# DATA IN THIS EXERCISE:
=====
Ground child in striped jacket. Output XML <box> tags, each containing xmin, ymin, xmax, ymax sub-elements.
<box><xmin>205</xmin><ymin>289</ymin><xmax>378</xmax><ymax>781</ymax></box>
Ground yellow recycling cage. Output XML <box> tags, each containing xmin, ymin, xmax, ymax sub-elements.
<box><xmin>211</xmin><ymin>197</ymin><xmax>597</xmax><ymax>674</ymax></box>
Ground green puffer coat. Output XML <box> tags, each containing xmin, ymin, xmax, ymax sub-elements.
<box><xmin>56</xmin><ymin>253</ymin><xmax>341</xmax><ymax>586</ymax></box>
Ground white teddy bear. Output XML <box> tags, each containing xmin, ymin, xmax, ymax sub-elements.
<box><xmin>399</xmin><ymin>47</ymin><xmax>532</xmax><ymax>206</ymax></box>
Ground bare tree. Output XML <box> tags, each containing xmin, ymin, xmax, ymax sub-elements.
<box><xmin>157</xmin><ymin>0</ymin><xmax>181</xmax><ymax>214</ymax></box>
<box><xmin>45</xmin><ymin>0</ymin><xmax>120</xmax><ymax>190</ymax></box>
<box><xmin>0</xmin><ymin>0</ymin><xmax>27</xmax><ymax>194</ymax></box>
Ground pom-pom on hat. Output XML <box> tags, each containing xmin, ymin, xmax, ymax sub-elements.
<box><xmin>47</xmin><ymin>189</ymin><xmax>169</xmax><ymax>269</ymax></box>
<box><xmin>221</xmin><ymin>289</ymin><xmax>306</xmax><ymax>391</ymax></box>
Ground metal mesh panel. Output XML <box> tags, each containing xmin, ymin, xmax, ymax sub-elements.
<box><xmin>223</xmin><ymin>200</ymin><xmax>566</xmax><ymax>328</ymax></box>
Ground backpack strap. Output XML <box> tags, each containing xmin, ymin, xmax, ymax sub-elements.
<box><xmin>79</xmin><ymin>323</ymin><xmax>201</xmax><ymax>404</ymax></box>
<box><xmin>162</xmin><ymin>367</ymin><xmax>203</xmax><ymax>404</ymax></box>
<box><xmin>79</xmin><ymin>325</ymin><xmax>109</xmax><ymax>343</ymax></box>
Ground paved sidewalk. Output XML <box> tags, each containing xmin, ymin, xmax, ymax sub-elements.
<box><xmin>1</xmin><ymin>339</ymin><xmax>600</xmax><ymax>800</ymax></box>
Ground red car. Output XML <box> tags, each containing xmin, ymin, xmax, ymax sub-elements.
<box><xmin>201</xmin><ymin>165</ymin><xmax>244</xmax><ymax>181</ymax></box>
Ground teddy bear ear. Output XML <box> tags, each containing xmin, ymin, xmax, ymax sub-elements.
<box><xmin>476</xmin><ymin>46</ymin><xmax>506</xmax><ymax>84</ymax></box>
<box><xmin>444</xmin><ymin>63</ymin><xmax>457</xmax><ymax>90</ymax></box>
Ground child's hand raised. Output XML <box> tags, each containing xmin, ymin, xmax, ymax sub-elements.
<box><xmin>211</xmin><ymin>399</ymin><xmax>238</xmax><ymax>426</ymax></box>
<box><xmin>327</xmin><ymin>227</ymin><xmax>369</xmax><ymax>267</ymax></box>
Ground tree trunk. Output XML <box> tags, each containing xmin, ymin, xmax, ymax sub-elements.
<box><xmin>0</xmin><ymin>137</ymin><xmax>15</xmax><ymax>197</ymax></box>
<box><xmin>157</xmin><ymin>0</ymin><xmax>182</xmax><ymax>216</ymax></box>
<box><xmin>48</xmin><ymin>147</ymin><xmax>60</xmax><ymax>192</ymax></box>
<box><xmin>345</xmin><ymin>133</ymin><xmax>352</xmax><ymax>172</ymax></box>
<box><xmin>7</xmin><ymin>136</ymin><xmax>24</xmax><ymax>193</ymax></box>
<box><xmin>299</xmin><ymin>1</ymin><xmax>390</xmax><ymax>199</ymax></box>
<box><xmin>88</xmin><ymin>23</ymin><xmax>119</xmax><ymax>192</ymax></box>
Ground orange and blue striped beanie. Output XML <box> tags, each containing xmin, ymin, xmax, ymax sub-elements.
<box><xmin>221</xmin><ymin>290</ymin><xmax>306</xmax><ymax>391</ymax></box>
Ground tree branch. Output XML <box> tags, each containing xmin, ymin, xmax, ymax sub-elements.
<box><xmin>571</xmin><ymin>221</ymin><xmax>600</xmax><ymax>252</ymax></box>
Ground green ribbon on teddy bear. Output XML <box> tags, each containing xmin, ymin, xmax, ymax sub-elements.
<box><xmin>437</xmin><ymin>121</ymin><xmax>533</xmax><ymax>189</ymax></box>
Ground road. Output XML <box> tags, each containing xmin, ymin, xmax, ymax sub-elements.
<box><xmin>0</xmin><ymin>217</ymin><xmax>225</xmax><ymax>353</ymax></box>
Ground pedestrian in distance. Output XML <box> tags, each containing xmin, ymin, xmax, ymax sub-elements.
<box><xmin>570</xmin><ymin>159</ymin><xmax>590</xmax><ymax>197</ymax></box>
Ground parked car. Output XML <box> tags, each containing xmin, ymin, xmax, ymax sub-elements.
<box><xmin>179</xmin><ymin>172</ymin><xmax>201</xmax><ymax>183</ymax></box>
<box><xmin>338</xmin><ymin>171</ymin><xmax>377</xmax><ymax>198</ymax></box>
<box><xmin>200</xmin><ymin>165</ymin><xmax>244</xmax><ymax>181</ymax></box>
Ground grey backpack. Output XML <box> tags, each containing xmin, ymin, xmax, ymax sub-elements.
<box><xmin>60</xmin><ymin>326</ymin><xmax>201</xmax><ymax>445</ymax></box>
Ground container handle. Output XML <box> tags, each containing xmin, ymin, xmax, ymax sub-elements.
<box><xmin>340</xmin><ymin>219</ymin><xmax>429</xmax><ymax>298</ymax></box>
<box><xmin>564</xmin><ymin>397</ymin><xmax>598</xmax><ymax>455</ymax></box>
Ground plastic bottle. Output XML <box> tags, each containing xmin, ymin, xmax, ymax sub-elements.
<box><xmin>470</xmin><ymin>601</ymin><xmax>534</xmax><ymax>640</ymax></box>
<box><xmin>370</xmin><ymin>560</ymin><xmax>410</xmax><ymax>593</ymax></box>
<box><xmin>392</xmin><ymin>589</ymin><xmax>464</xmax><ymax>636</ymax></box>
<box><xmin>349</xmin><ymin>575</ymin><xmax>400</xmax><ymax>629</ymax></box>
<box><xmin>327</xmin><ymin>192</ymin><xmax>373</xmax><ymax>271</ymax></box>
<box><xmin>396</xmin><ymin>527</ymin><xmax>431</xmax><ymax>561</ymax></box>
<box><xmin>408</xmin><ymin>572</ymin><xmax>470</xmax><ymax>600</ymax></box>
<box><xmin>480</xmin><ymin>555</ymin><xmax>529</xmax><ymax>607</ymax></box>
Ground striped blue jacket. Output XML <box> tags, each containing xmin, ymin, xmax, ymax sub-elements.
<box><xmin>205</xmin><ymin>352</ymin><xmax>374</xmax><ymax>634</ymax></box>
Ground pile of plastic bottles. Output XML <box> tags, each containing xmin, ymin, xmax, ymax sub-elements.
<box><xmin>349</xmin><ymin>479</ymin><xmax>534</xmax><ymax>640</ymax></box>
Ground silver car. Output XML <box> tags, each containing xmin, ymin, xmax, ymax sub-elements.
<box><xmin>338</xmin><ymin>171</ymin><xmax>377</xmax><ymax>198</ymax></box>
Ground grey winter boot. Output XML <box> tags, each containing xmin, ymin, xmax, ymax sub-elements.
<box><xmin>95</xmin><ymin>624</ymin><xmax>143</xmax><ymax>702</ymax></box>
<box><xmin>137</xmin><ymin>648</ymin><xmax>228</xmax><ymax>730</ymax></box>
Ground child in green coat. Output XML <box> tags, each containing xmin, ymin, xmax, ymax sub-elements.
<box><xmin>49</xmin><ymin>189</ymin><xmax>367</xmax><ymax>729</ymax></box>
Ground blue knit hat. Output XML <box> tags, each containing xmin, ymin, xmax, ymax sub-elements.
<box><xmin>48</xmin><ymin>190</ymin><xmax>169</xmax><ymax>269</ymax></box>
=====
# TASK INSTRUCTIONS:
Once you reach the line containing "Ground pile of", output that line and each one after it exactly, ending with the final line of the listing and adding nothing else.

# WRITTEN ANSWER:
Ground pile of plastic bottles. Output XML <box> tags, each containing xmin, ymin, xmax, ymax sub-elements.
<box><xmin>349</xmin><ymin>479</ymin><xmax>534</xmax><ymax>640</ymax></box>
Ground silver car. Output XML <box> tags, each containing xmin, ymin, xmax, ymax sub-elements.
<box><xmin>338</xmin><ymin>171</ymin><xmax>377</xmax><ymax>198</ymax></box>
Ground grey winter boot. Output XML <box> tags, each containing xmin, ymin, xmax, ymax sub-elements.
<box><xmin>95</xmin><ymin>624</ymin><xmax>143</xmax><ymax>702</ymax></box>
<box><xmin>137</xmin><ymin>648</ymin><xmax>228</xmax><ymax>730</ymax></box>
Ground child in green coat. Output XML <box> tags, each containing xmin, ymin, xmax, ymax sub-elements.
<box><xmin>49</xmin><ymin>189</ymin><xmax>367</xmax><ymax>729</ymax></box>
Ground blue knit hat. Output XML <box> tags, each containing xmin, ymin, xmax, ymax sub-elements.
<box><xmin>48</xmin><ymin>190</ymin><xmax>169</xmax><ymax>269</ymax></box>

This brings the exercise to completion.